Please present every line of the records below as a numbered list, skipping blank lines and leaving out the pictures.

* Start Materials provided *

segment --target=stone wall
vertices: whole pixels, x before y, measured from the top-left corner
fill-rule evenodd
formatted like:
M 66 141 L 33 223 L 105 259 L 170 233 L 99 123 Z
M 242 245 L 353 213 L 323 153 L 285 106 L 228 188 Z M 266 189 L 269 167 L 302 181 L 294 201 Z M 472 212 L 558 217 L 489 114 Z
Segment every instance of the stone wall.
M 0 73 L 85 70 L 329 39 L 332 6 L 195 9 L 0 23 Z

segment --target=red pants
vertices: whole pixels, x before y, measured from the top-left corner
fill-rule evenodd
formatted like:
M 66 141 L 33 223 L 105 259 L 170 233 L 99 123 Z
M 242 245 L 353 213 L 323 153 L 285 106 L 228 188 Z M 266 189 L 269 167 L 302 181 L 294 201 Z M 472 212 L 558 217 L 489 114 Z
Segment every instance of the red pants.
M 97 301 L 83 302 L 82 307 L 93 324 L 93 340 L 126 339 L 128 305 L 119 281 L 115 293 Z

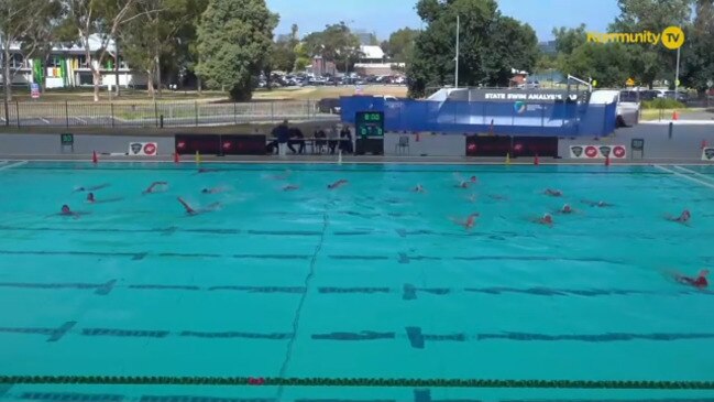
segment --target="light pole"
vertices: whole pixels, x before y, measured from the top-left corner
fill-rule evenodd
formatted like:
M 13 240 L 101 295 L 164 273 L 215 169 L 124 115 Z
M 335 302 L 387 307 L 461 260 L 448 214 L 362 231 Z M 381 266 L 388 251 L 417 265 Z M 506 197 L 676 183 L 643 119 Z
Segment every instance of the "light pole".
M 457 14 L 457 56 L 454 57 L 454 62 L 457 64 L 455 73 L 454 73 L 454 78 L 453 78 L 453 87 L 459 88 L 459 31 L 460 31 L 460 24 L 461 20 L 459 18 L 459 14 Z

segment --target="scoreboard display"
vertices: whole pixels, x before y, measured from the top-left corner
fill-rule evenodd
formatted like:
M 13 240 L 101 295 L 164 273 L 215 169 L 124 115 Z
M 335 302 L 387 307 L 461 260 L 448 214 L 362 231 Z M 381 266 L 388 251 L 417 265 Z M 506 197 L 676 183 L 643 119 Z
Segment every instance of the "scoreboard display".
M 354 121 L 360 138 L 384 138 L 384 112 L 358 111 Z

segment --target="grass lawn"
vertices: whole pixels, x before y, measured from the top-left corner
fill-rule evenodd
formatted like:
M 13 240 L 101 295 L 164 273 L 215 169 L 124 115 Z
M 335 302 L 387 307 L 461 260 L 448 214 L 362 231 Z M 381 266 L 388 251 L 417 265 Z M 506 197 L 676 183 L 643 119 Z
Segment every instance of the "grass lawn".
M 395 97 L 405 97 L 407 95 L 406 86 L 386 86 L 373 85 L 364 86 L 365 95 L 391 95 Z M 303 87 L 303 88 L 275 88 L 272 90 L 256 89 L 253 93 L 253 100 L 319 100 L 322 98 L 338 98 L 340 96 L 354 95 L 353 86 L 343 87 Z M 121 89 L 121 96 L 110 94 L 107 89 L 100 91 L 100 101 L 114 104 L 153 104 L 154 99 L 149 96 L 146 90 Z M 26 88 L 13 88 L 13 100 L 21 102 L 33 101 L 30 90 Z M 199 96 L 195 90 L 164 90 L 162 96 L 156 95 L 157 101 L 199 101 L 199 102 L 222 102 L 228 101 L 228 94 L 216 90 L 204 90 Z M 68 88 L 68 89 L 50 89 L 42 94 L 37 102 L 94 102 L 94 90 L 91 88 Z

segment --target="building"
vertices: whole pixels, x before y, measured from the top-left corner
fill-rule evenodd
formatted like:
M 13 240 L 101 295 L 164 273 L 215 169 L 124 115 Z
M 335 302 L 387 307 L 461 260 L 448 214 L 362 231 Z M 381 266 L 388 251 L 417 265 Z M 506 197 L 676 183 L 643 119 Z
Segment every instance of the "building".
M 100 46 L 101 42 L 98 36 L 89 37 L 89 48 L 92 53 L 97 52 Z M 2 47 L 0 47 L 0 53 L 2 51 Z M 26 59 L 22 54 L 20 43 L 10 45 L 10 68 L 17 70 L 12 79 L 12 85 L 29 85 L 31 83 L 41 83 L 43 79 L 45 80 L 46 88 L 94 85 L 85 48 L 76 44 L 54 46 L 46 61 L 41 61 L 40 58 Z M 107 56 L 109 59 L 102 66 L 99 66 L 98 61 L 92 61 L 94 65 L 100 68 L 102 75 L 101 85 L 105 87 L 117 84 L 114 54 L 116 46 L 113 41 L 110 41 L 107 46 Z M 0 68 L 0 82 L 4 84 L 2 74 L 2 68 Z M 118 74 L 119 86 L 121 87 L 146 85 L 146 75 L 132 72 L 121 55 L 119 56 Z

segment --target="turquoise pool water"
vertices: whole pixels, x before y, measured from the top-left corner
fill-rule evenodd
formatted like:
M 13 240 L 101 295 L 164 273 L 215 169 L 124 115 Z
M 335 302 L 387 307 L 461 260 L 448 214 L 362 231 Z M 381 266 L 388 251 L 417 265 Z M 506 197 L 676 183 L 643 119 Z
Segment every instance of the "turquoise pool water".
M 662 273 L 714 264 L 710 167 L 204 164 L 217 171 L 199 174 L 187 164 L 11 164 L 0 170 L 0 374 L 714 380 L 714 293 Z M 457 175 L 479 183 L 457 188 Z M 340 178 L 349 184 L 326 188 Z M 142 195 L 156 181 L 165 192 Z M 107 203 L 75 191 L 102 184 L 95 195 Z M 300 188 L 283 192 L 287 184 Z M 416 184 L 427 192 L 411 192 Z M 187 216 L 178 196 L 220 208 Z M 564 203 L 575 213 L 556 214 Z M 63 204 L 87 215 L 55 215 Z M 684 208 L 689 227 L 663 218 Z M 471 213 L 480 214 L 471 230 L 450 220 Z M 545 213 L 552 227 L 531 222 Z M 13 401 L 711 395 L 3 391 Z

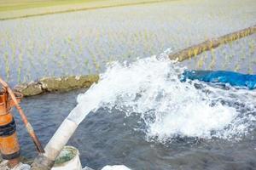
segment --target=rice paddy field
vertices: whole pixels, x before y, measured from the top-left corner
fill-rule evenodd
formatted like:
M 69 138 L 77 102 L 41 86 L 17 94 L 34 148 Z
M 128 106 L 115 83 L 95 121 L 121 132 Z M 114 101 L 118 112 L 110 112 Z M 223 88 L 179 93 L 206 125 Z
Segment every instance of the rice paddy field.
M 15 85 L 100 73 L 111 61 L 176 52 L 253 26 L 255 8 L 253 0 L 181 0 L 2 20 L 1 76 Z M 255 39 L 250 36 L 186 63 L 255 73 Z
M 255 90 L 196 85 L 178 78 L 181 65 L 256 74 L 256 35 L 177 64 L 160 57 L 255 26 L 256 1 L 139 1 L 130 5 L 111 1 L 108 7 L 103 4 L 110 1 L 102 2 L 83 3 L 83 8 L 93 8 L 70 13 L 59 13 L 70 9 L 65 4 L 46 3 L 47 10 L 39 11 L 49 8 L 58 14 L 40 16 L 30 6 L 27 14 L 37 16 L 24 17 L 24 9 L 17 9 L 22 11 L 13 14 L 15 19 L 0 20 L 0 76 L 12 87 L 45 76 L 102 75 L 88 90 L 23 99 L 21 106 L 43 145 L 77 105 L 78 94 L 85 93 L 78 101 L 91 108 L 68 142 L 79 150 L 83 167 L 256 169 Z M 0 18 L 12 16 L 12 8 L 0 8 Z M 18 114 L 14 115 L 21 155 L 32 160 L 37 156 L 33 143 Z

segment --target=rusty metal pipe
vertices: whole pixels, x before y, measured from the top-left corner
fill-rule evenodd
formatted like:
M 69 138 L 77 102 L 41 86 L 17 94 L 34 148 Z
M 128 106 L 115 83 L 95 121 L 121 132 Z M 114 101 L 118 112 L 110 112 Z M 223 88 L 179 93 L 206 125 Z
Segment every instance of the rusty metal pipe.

* End Materials provided *

> [Full output]:
1. segment --target=stone wall
2. vertices: whole pixels, x before y, measured from the top-left corner
3. fill-rule evenodd
4. formatted like:
5. M 66 141 L 33 223 L 105 259 L 170 233 L 99 123 Z
6. M 242 245 L 353 213 L 323 153 L 285 106 L 228 188 Z M 266 189 L 269 167 L 302 181 L 294 201 Z M 472 212 L 558 217 L 489 114 Z
7. Segment every instance of the stone wall.
8. M 0 73 L 85 70 L 329 39 L 332 6 L 195 9 L 0 23 Z
9. segment --target=red pants
10. vertices: whole pixels, x before y, measured from the top-left corner
11. fill-rule evenodd
12. formatted like:
13. M 66 141 L 33 223 L 105 259 L 170 233 L 99 123 Z
14. M 242 245 L 353 213 L 323 153 L 285 106 L 228 188 Z M 266 189 L 269 167 L 302 181 L 294 201 Z M 472 212 L 558 217 L 489 114 Z
15. Segment every instance of the red pants.
16. M 97 301 L 83 302 L 82 307 L 93 324 L 93 340 L 126 339 L 128 305 L 119 281 L 115 293 Z
17. segment --target="light pole"
18. vertices: whole pixels, x before y, measured from the top-left corner
19. fill-rule evenodd
20. formatted like:
21. M 13 240 L 101 295 L 164 273 L 215 169 L 124 115 Z
22. M 335 302 L 387 307 L 461 260 L 448 214 L 362 231 Z M 381 266 L 388 251 L 417 265 Z M 506 197 L 676 183 L 643 119 Z
23. Segment every instance of the "light pole".
24. M 457 14 L 457 56 L 454 57 L 454 62 L 457 64 L 455 73 L 454 73 L 454 78 L 453 78 L 453 87 L 459 88 L 459 31 L 460 31 L 460 24 L 461 20 L 459 18 L 459 14 Z
25. segment --target="scoreboard display"
26. vertices: whole pixels, x before y, measured from the top-left corner
27. fill-rule evenodd
28. formatted like:
29. M 13 240 L 101 295 L 164 273 L 215 169 L 124 115 Z
30. M 335 302 L 387 307 L 461 260 L 448 214 L 362 231 Z M 381 266 L 388 251 L 417 265 Z M 506 197 L 676 183 L 643 119 Z
31. Segment every instance of the "scoreboard display".
32. M 354 121 L 360 138 L 384 138 L 384 112 L 358 111 Z
33. segment --target="grass lawn"
34. vertices: whole pixels, x before y, measured from the top-left corner
35. fill-rule evenodd
36. formatted like:
37. M 13 240 L 101 295 L 164 273 L 215 169 L 124 115 Z
38. M 335 302 L 387 307 L 461 260 L 448 214 L 362 231 Z M 381 266 L 388 251 L 417 265 Z M 506 197 L 676 183 L 643 119 Z
39. Segment every instance of the "grass lawn".
40. M 395 97 L 405 97 L 407 95 L 406 86 L 386 86 L 373 85 L 364 86 L 365 95 L 391 95 Z M 303 87 L 303 88 L 275 88 L 272 90 L 256 89 L 253 93 L 253 100 L 319 100 L 322 98 L 338 98 L 340 96 L 354 95 L 353 86 L 343 87 Z M 121 89 L 121 96 L 110 94 L 107 89 L 100 91 L 100 101 L 114 104 L 153 104 L 154 99 L 149 96 L 146 90 Z M 26 88 L 13 88 L 13 100 L 21 102 L 33 101 L 30 90 Z M 199 96 L 195 90 L 164 90 L 162 96 L 156 95 L 157 101 L 199 101 L 199 102 L 222 102 L 228 101 L 228 94 L 216 90 L 204 90 Z M 68 88 L 68 89 L 50 89 L 42 94 L 37 102 L 94 102 L 94 90 L 91 88 Z
41. segment --target="building"
42. vertices: whole pixels, x before y, measured from the top-left corner
43. fill-rule evenodd
44. formatted like:
45. M 13 240 L 101 295 L 164 273 L 215 169 L 124 115 Z
46. M 335 302 L 387 307 L 461 260 L 448 214 L 362 231 Z M 381 266 L 388 251 L 417 265 Z M 506 197 L 676 183 L 643 119 Z
47. Segment every instance of the "building".
48. M 100 46 L 101 42 L 98 36 L 89 37 L 89 48 L 92 53 L 97 52 Z M 2 47 L 0 47 L 0 53 L 2 51 Z M 26 59 L 22 54 L 20 43 L 10 45 L 10 68 L 17 70 L 12 79 L 12 85 L 29 85 L 31 83 L 41 83 L 43 79 L 45 80 L 46 88 L 94 85 L 85 48 L 76 44 L 54 46 L 46 61 L 41 61 L 40 58 Z M 107 56 L 109 59 L 102 66 L 99 66 L 98 61 L 92 61 L 94 65 L 100 68 L 102 75 L 101 85 L 105 87 L 117 84 L 114 54 L 116 46 L 113 41 L 110 41 L 107 46 Z M 0 68 L 0 82 L 4 84 L 2 74 L 2 68 Z M 118 74 L 119 86 L 121 87 L 146 85 L 146 75 L 132 72 L 121 55 L 119 56 Z
49. segment --target="turquoise pool water"
50. vertices: whole pixels, x before y, measured from the top-left corner
51. fill-rule evenodd
52. formatted like:
53. M 13 240 L 101 295 L 164 273 L 215 169 L 124 115 Z
54. M 335 302 L 387 307 L 461 260 L 448 214 L 362 231 Z M 381 266 L 388 251 L 417 265 Z M 506 197 L 676 183 L 643 119 Z
55. Segment every instance of the "turquoise pool water".
56. M 662 273 L 714 264 L 710 167 L 204 164 L 217 171 L 199 174 L 187 164 L 11 164 L 0 170 L 0 374 L 714 380 L 714 293 Z M 457 175 L 479 183 L 457 188 Z M 340 178 L 349 184 L 326 188 Z M 142 195 L 156 181 L 165 192 Z M 107 203 L 75 191 L 102 184 L 95 195 Z M 300 188 L 283 192 L 287 184 Z M 416 184 L 427 192 L 411 192 Z M 187 216 L 178 196 L 220 208 Z M 564 203 L 575 213 L 556 214 Z M 63 204 L 87 215 L 55 215 Z M 684 208 L 689 227 L 663 218 Z M 471 213 L 480 214 L 471 230 L 450 220 Z M 545 213 L 552 227 L 531 222 Z M 13 401 L 711 395 L 3 391 Z
57. segment --target=rice paddy field
58. vertices: whole pixels, x before y, measured from the top-left corner
59. fill-rule evenodd
60. formatted like:
61. M 69 138 L 77 102 L 41 86 L 17 94 L 34 148 Z
62. M 128 106 L 115 83 L 95 121 L 121 132 Z M 114 101 L 118 112 L 110 112 Z M 223 88 L 179 93 L 206 125 Z
63. Segment every instance of the rice paddy field.
64. M 15 85 L 100 73 L 111 61 L 176 52 L 253 26 L 255 8 L 253 0 L 181 0 L 2 20 L 1 76 Z M 255 39 L 250 36 L 186 63 L 255 73 Z
65. M 255 90 L 196 85 L 178 78 L 181 65 L 256 74 L 256 35 L 177 64 L 160 57 L 255 26 L 256 1 L 139 1 L 130 5 L 111 1 L 108 7 L 103 4 L 110 1 L 102 2 L 83 3 L 83 8 L 93 8 L 70 13 L 59 13 L 70 9 L 65 4 L 46 3 L 47 10 L 39 11 L 49 8 L 58 14 L 40 16 L 30 6 L 27 14 L 37 16 L 24 17 L 24 9 L 17 9 L 22 11 L 13 14 L 15 19 L 0 20 L 0 76 L 12 87 L 45 76 L 102 75 L 88 90 L 23 99 L 21 106 L 43 145 L 77 105 L 78 94 L 85 93 L 78 101 L 91 108 L 68 142 L 79 150 L 83 167 L 256 169 Z M 0 18 L 12 16 L 12 8 L 0 8 Z M 18 114 L 14 115 L 21 155 L 32 160 L 37 156 L 33 143 Z
66. segment --target=rusty metal pipe
67. vertices: whole pixels, x before y, measured from the top-left corner
68. fill-rule evenodd
69. formatted like:
70. M 69 138 L 77 102 L 41 86 L 17 94 L 34 148 Z
71. M 128 106 L 115 83 L 95 121 L 121 132 Z M 114 101 L 118 112 L 110 112 Z M 223 88 L 179 93 L 206 125 Z
72. Segment every instance of the rusty metal pipe.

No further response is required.